═══ Records for this exercise ═══
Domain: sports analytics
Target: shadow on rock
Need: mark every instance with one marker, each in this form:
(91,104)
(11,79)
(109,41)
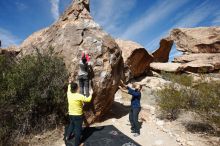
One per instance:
(117,111)
(198,127)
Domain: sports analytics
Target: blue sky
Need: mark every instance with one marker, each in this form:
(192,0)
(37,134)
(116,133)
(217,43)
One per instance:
(143,21)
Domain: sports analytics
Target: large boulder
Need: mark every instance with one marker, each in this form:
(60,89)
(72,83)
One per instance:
(75,30)
(11,51)
(201,62)
(163,52)
(197,40)
(137,59)
(167,67)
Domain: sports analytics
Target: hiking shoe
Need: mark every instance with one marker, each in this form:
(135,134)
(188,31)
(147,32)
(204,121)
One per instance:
(136,134)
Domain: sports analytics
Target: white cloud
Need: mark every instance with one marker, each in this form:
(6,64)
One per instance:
(153,16)
(55,8)
(109,13)
(8,39)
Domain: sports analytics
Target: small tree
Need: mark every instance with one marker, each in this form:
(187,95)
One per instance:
(34,98)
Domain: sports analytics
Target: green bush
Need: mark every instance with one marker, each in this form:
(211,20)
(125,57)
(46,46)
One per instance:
(32,96)
(199,96)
═══
Exercise description:
Can you turn every line of the entries above into a JSON list of strings, one string per line, with blank lines skipped and the pictures left out?

Exercise response:
[
  "Domain: sports analytics",
  "Target: shadow on rock",
  "Need: mark every instance with one marker, each in this form:",
  "(91,104)",
  "(11,79)",
  "(109,41)",
  "One per instance:",
  "(117,111)",
  "(198,127)",
  "Domain: sports analytics",
  "Target: blue sky",
  "Need: mark every instance with one marker, each in this form:",
  "(192,0)",
  "(37,134)",
  "(116,133)",
  "(217,43)",
  "One per instance:",
  "(143,21)",
  "Domain: sports analytics",
  "Target: large boulder",
  "Need: mark every instance with one marker, each in this form:",
  "(60,89)",
  "(72,83)",
  "One per instance:",
  "(75,30)",
  "(11,51)",
  "(201,62)",
  "(163,52)",
  "(197,40)",
  "(137,59)",
  "(167,67)",
  "Domain: sports analytics",
  "Target: hiking shoe",
  "Need: mark every instance with one marker, each in this form:",
  "(135,134)",
  "(188,31)",
  "(147,32)",
  "(204,121)",
  "One per instance:",
  "(136,134)",
  "Domain: sports analytics",
  "Target: white cloud",
  "Need: mark every instance with one marker, each in this form:",
  "(6,64)",
  "One per instance:",
  "(153,16)",
  "(55,8)",
  "(109,13)",
  "(8,39)",
  "Domain: sports analytics",
  "Target: small tree",
  "Need: mark every instance with one marker, each in this form:",
  "(187,95)",
  "One per instance:",
  "(34,98)",
  "Domain: sports analytics",
  "Target: green bush",
  "Need: mark every instance with one marker, each in this form:",
  "(211,20)",
  "(125,57)",
  "(46,46)",
  "One per instance:",
  "(32,96)",
  "(199,96)"
]